[Records from an annotation dataset]

******************************

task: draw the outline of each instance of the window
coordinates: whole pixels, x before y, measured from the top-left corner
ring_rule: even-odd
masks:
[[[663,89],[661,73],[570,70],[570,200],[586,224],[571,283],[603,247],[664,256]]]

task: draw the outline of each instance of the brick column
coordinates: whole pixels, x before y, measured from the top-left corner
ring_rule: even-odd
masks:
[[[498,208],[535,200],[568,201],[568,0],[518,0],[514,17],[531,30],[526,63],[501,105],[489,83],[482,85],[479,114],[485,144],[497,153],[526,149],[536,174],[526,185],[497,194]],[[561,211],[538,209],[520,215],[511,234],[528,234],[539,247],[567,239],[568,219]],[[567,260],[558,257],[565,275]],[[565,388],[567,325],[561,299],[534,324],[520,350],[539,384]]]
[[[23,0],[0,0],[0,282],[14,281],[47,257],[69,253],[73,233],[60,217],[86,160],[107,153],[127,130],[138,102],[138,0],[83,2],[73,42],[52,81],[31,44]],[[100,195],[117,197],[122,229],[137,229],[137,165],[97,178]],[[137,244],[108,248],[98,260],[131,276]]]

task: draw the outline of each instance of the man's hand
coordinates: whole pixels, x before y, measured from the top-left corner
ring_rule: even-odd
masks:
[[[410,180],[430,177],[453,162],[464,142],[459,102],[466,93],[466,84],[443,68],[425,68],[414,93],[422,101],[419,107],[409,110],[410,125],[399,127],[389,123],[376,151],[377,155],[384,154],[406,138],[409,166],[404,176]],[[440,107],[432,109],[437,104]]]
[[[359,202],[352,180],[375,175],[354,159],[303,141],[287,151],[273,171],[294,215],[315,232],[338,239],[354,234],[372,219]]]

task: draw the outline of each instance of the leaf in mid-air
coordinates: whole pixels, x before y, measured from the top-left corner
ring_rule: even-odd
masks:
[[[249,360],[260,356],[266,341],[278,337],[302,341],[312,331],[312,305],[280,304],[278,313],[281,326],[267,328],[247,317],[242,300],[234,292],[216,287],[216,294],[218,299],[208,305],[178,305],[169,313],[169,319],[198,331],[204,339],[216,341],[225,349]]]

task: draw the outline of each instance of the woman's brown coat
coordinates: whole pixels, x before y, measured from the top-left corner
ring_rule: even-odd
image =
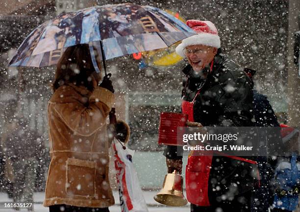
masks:
[[[51,162],[44,206],[105,208],[114,204],[108,180],[110,140],[106,117],[114,94],[61,86],[48,105]],[[111,136],[110,136],[110,137]]]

******************************

▶ **What you will do**: Copy out all of the records above word for word, omitting the pictures.

▶ **Result**:
task: draw the outline of each instance of the window
coordinates: whole pixels, x before y, measured from the top-left corner
ring_rule: even-odd
masks:
[[[663,89],[661,73],[570,70],[570,200],[586,224],[571,283],[603,247],[664,256]]]

task: draw the outline of each instance of the brick column
coordinates: whole pixels, x before y, measured from the top-left corner
ring_rule: even-odd
masks:
[[[498,208],[535,200],[568,201],[568,0],[518,0],[514,17],[531,30],[526,63],[501,105],[489,83],[482,85],[479,114],[485,144],[497,153],[526,149],[536,174],[526,185],[497,194]],[[561,211],[538,209],[520,215],[511,234],[528,234],[539,247],[567,239],[568,219]],[[567,260],[558,257],[565,275]],[[565,388],[567,325],[561,299],[534,324],[520,350],[539,384]]]
[[[23,0],[0,0],[0,282],[14,281],[47,257],[69,253],[73,233],[60,217],[86,160],[107,153],[127,130],[138,102],[138,0],[83,2],[73,42],[52,81],[31,44]],[[100,195],[117,197],[122,229],[137,229],[137,165],[97,178]],[[137,244],[108,248],[98,260],[131,276]]]

task: draw the outline of each instance of the man's hand
coordinates: whole pixels, x before y, measured from the top-left corner
ring_rule: even-odd
masks:
[[[410,180],[430,177],[453,162],[464,142],[459,102],[466,93],[466,84],[443,68],[425,68],[414,93],[422,101],[419,107],[409,110],[410,125],[399,127],[389,123],[376,151],[377,155],[384,154],[406,138],[409,166],[404,176]],[[440,107],[432,109],[437,104]]]
[[[359,202],[352,180],[375,175],[354,159],[303,141],[287,151],[273,171],[294,215],[315,232],[338,239],[354,234],[372,219]]]

task: draw the outline of each instance of the leaf in mid-air
coordinates: whole pixels, x before y, measured from the top-left corner
ring_rule: even-odd
masks:
[[[249,360],[260,356],[266,341],[278,337],[302,341],[312,331],[312,305],[280,304],[278,313],[281,326],[267,328],[247,317],[242,300],[234,292],[216,287],[216,294],[218,299],[208,305],[178,305],[169,313],[169,319],[198,331],[204,339],[216,341],[225,349]]]

task: draw the outline of each instance of the woman's brown coat
coordinates: whole pixels, x before y, measured from the top-left corner
ring_rule: even-odd
image =
masks:
[[[51,162],[44,206],[105,208],[114,204],[108,180],[110,140],[106,117],[114,94],[61,86],[48,105]],[[111,136],[110,136],[110,137]]]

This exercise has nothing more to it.